_The problem_.
Rewrite the stretch of the material from the line containing "For every instance of the reflection" through the line containing "x=596 y=127", substituting "place" for "set down" and leaving everything else unchanged.

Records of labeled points
- - - - - - -

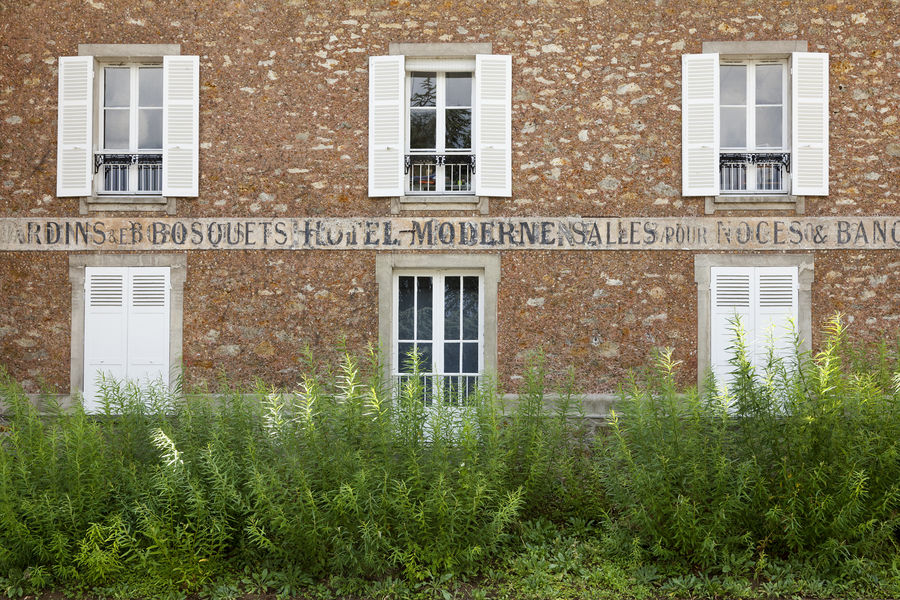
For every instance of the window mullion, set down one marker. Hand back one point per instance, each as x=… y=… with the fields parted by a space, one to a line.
x=438 y=323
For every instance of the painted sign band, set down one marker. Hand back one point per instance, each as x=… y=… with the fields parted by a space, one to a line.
x=500 y=233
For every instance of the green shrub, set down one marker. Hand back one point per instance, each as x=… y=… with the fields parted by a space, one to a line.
x=799 y=460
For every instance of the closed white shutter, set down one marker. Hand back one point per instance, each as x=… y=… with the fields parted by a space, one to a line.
x=700 y=124
x=75 y=110
x=105 y=320
x=386 y=125
x=732 y=292
x=776 y=312
x=181 y=125
x=809 y=131
x=148 y=324
x=493 y=125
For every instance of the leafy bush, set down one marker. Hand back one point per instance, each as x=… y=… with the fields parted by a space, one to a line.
x=343 y=476
x=799 y=460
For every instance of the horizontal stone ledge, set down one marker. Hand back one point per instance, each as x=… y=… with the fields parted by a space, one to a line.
x=144 y=234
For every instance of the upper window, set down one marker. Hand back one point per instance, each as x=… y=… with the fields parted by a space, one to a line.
x=128 y=126
x=755 y=125
x=440 y=126
x=131 y=121
x=439 y=155
x=753 y=141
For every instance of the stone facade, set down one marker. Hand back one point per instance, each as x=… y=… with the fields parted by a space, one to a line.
x=596 y=130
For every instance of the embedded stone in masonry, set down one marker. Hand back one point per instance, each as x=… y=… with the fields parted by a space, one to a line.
x=499 y=233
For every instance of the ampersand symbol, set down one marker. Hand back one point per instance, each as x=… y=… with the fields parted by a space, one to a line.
x=819 y=234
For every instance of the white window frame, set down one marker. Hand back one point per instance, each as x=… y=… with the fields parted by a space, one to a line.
x=438 y=333
x=440 y=109
x=125 y=54
x=808 y=173
x=78 y=263
x=750 y=133
x=441 y=57
x=134 y=108
x=389 y=267
x=703 y=263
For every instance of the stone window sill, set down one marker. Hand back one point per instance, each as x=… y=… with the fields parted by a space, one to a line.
x=448 y=202
x=127 y=204
x=756 y=202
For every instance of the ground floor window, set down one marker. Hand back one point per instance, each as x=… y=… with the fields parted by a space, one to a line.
x=770 y=293
x=126 y=320
x=439 y=322
x=440 y=310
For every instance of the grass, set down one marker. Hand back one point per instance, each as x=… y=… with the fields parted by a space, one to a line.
x=785 y=485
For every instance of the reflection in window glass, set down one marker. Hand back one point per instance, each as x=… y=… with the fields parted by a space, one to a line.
x=424 y=89
x=733 y=84
x=459 y=89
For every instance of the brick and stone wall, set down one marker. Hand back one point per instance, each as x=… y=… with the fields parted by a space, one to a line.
x=596 y=127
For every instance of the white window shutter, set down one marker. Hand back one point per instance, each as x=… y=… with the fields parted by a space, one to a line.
x=75 y=109
x=732 y=292
x=104 y=329
x=809 y=131
x=776 y=312
x=387 y=80
x=148 y=325
x=181 y=125
x=493 y=125
x=700 y=124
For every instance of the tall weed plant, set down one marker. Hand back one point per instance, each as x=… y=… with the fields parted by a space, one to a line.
x=798 y=460
x=345 y=475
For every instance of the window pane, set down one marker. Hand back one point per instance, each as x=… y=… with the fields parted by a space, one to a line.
x=458 y=129
x=733 y=84
x=451 y=308
x=150 y=128
x=117 y=86
x=768 y=126
x=426 y=357
x=115 y=128
x=459 y=89
x=451 y=358
x=150 y=86
x=768 y=84
x=424 y=89
x=405 y=313
x=470 y=358
x=470 y=308
x=422 y=129
x=404 y=357
x=423 y=308
x=734 y=128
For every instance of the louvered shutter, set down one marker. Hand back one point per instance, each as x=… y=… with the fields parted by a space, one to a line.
x=493 y=125
x=75 y=109
x=776 y=310
x=700 y=124
x=181 y=125
x=105 y=323
x=809 y=131
x=732 y=292
x=148 y=325
x=387 y=80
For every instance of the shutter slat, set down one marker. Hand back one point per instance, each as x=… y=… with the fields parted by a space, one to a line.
x=104 y=330
x=386 y=127
x=493 y=127
x=700 y=125
x=809 y=131
x=74 y=126
x=181 y=125
x=148 y=325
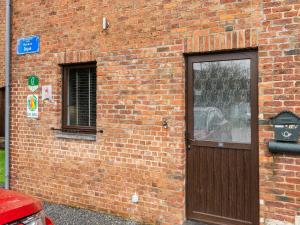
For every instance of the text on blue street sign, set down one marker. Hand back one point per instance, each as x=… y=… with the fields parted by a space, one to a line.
x=28 y=45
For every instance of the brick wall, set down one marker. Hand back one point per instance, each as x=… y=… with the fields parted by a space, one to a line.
x=2 y=43
x=140 y=78
x=279 y=51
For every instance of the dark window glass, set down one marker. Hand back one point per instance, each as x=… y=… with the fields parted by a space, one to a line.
x=80 y=98
x=222 y=110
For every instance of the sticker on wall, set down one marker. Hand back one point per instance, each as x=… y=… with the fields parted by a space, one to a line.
x=28 y=45
x=33 y=83
x=32 y=106
x=47 y=93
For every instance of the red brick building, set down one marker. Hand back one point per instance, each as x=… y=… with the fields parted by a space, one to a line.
x=124 y=118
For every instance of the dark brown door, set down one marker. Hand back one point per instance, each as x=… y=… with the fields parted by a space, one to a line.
x=222 y=142
x=2 y=111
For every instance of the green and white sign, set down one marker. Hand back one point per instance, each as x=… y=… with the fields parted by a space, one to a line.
x=32 y=106
x=33 y=83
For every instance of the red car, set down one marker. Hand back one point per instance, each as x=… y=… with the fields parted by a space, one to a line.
x=20 y=209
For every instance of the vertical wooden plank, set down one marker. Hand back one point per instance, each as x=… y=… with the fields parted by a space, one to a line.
x=232 y=184
x=217 y=180
x=247 y=180
x=240 y=192
x=225 y=183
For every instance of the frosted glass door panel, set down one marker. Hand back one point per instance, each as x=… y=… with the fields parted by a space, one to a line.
x=222 y=111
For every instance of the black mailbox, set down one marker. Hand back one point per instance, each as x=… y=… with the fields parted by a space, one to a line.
x=286 y=125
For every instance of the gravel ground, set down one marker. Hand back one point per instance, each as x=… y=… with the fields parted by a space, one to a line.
x=63 y=215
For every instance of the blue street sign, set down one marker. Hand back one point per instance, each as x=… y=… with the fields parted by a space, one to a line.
x=28 y=45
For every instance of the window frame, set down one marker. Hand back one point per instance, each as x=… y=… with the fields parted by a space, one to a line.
x=65 y=71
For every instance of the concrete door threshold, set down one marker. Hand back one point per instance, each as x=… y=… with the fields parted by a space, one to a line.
x=189 y=222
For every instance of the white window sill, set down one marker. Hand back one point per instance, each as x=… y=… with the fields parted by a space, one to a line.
x=75 y=136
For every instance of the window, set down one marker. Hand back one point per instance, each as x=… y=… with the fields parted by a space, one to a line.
x=79 y=98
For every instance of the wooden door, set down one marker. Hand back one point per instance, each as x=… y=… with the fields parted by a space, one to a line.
x=222 y=142
x=2 y=111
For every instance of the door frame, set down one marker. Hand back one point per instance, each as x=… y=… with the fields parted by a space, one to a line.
x=2 y=111
x=253 y=52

- - - - - - -

_Result_.
For every instance of the reflection in window glass, place one marker. Hand back one point per instance, each as x=… y=… with the fields parted by a space, one to a line.
x=424 y=89
x=733 y=84
x=459 y=89
For every instance of the brick and stone wall, place one marker. Hand back one point per instance, each as x=… y=… with the fields parted by a space, one to a line.
x=596 y=127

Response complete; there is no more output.